-- Page text --
The sacraments are special encounters with Christ. Jesus unites Himself with the sacramental sign as He offers His grace to the recipient. In this sense, Christ and His sacraments become one; the sacrament and its minister are merely instruments that Christ employs to give Himself anew. The primary sacramental encounter is between Jesus and the recipient.
Christ offers Himself through the Church and her sacraments so that we might become ever more united to Him. This incorporation into Christ begins at baptism, through which the Christian becomes a member of both Christ and the Church. What is more, this incorporation into the life of Christ means being incorporated into his paschal mystery. Death-resurrection was the summary mystery of Christ’s redemptive existence. Death-resurrection was the central mystery whereby Christ gave us life, and it is the central mystery that the Christian must relive in Christ.

-- Provided material --

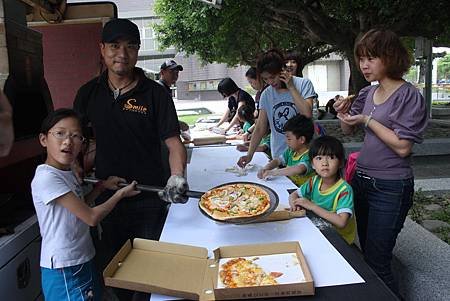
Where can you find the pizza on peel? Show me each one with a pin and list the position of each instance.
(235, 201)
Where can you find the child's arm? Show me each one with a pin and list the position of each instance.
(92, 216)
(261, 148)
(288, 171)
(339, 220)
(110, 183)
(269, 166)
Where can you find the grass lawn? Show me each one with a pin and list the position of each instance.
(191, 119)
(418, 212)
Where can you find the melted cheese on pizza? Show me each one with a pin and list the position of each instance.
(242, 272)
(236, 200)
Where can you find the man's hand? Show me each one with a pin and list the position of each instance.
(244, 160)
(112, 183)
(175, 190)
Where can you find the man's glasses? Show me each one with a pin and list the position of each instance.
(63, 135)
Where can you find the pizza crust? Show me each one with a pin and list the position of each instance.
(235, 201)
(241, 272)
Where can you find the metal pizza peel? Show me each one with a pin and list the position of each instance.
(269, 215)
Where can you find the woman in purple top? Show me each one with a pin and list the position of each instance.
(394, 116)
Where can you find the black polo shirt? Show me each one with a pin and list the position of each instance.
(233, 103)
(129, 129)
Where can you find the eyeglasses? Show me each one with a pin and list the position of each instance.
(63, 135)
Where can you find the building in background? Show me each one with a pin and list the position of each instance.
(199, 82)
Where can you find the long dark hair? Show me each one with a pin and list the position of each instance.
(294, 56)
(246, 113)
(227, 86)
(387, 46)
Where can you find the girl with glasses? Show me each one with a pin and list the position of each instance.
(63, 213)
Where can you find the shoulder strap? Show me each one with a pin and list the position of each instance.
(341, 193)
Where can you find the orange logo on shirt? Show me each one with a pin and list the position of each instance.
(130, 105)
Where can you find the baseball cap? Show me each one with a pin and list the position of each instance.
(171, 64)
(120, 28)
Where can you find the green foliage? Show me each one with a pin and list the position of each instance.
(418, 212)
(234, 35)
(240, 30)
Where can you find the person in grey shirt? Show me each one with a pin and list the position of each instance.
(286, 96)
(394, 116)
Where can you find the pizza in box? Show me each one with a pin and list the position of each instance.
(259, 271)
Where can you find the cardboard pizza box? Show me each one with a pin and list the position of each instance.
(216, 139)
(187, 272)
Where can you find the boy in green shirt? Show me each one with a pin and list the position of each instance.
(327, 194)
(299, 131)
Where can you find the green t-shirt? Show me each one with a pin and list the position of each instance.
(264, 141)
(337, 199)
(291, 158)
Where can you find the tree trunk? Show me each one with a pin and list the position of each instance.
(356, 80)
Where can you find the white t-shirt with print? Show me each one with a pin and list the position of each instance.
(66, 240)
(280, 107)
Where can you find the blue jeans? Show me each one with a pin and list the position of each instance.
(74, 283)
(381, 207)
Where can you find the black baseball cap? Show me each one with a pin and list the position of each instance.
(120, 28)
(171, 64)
---
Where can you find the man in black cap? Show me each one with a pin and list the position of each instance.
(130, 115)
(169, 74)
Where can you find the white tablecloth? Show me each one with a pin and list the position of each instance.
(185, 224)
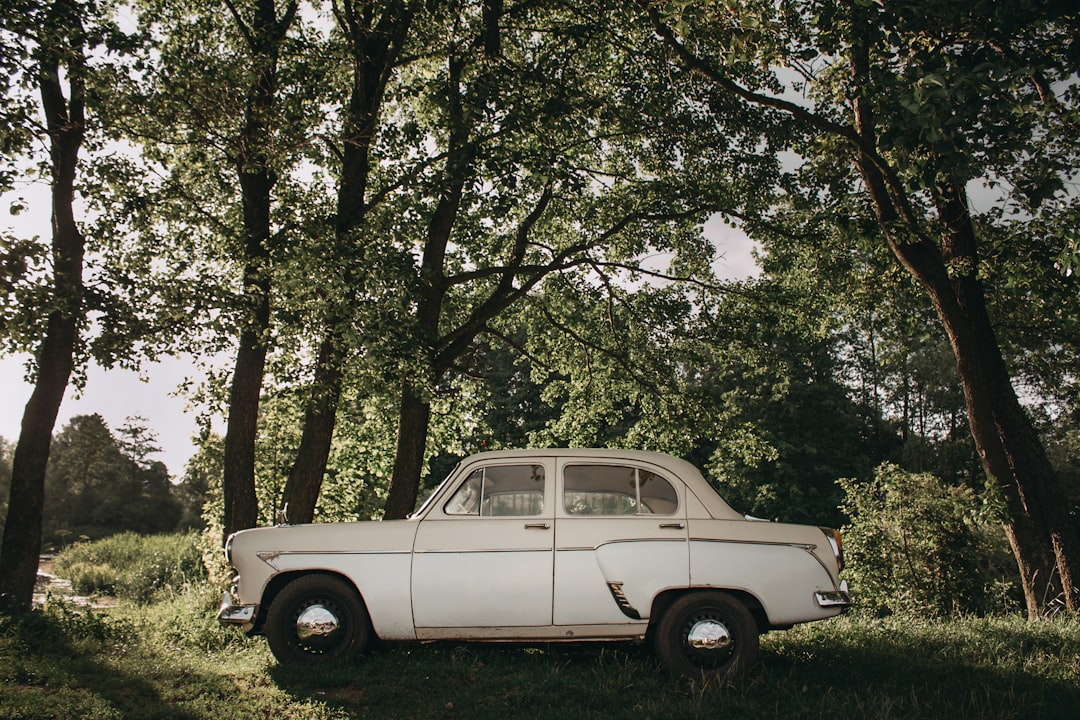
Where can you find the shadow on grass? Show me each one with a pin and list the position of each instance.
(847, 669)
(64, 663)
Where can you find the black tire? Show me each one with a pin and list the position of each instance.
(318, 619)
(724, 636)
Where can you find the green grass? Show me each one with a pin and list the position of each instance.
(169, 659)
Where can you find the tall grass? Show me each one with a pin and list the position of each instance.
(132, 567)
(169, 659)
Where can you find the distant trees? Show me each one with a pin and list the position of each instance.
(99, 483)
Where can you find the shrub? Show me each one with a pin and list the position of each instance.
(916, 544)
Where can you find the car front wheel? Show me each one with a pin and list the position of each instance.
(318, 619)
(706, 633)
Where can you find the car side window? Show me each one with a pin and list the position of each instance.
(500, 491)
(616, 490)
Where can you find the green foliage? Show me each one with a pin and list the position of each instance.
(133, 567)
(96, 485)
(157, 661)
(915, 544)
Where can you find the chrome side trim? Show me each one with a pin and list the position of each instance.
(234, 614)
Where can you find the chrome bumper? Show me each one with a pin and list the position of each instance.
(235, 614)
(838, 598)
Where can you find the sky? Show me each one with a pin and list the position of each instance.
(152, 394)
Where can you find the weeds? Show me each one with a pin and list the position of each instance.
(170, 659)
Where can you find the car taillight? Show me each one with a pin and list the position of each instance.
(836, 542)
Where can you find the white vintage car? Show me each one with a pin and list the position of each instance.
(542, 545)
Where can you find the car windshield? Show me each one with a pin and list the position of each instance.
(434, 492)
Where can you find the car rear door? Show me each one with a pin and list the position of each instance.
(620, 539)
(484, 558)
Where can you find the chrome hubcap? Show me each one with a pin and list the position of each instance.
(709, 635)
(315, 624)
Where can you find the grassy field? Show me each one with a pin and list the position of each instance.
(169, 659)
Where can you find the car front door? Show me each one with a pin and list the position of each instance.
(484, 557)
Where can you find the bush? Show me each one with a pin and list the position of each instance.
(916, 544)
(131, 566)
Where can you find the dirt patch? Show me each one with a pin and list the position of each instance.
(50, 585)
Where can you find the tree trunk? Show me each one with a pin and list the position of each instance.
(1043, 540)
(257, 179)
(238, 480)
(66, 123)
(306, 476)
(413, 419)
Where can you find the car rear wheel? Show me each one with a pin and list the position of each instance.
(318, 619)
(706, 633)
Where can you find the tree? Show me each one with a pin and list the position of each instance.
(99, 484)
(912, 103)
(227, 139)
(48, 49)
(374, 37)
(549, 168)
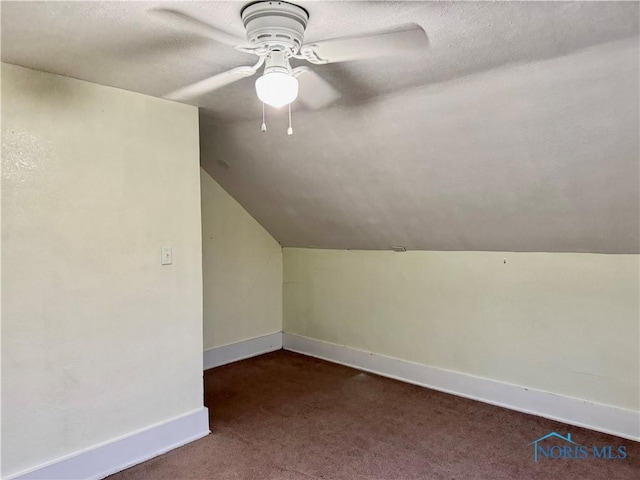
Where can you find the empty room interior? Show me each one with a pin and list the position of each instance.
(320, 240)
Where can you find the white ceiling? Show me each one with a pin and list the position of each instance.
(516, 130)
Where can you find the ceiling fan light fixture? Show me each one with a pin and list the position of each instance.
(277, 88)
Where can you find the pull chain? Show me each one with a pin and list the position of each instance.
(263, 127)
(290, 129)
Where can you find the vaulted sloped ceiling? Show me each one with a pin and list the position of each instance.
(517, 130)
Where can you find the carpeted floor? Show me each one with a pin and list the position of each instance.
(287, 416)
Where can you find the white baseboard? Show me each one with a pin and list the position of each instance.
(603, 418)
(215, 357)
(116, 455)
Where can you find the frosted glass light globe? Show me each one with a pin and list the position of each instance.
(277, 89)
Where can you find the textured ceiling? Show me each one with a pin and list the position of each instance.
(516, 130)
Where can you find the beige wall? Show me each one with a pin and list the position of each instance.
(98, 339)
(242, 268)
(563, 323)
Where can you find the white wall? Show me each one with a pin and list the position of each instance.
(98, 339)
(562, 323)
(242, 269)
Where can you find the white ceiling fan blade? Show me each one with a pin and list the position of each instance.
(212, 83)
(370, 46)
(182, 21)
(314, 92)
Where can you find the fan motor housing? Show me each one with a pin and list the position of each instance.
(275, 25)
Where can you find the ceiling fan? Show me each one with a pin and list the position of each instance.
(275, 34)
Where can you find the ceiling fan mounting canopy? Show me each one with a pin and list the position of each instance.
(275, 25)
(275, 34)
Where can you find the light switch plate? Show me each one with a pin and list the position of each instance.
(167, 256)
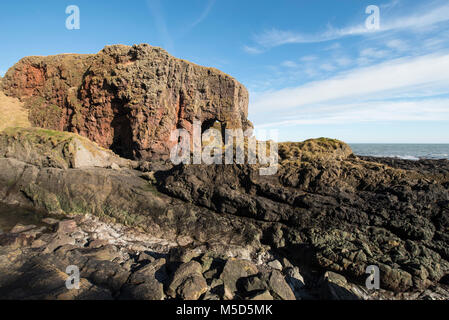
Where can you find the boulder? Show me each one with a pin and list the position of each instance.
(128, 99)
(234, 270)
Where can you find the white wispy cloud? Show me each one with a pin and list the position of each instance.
...
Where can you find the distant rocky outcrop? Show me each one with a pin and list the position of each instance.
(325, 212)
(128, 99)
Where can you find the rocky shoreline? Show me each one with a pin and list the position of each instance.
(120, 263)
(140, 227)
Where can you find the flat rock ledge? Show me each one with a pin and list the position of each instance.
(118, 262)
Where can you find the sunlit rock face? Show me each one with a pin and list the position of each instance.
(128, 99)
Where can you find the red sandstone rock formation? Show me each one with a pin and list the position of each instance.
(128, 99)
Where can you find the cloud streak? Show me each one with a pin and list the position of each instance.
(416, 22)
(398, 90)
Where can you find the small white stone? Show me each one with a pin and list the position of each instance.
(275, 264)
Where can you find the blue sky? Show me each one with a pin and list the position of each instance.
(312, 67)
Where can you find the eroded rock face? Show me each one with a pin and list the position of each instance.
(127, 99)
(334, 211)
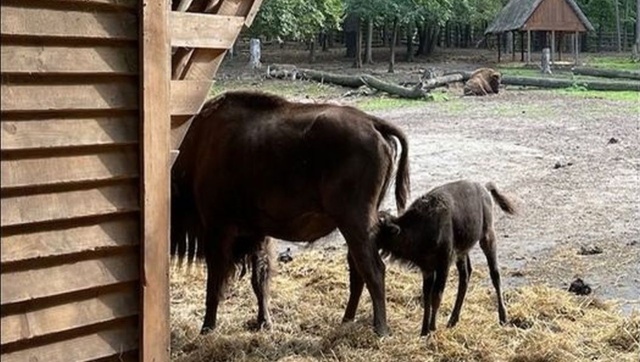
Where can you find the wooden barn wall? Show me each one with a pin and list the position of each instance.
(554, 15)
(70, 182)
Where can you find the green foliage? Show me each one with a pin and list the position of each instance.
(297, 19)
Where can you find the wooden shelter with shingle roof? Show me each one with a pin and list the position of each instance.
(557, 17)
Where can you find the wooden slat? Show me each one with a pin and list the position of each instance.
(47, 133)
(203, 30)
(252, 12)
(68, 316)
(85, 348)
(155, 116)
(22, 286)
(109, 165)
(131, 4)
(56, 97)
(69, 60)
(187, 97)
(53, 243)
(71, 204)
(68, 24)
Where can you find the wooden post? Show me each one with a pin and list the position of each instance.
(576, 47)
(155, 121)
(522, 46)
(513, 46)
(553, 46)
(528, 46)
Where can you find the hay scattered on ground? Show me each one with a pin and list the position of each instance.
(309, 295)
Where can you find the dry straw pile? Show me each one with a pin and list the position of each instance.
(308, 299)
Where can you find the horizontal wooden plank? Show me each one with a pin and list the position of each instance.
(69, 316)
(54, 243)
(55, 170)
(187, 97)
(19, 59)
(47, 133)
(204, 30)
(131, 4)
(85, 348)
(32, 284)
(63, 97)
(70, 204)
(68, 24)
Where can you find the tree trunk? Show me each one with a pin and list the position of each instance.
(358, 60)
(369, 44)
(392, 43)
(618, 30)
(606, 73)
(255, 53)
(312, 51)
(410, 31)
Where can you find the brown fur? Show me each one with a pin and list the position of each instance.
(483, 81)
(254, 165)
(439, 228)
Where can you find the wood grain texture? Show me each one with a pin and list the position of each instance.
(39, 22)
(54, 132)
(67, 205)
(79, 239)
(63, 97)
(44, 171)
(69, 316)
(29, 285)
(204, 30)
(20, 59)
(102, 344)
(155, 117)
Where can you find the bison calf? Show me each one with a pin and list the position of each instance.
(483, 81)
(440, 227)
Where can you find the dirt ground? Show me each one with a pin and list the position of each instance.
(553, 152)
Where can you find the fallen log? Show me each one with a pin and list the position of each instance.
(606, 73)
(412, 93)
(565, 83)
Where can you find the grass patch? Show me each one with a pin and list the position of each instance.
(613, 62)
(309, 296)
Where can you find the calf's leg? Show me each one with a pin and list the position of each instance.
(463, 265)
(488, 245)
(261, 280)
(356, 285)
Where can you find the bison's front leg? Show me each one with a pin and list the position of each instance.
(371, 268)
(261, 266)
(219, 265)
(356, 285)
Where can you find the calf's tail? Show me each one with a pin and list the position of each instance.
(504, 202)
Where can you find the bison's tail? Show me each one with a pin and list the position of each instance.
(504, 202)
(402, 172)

-- Task directions --
In the text on the sacraments, what event begins the Christian's incorporation into Christ?

-- Task solution --
Baptism.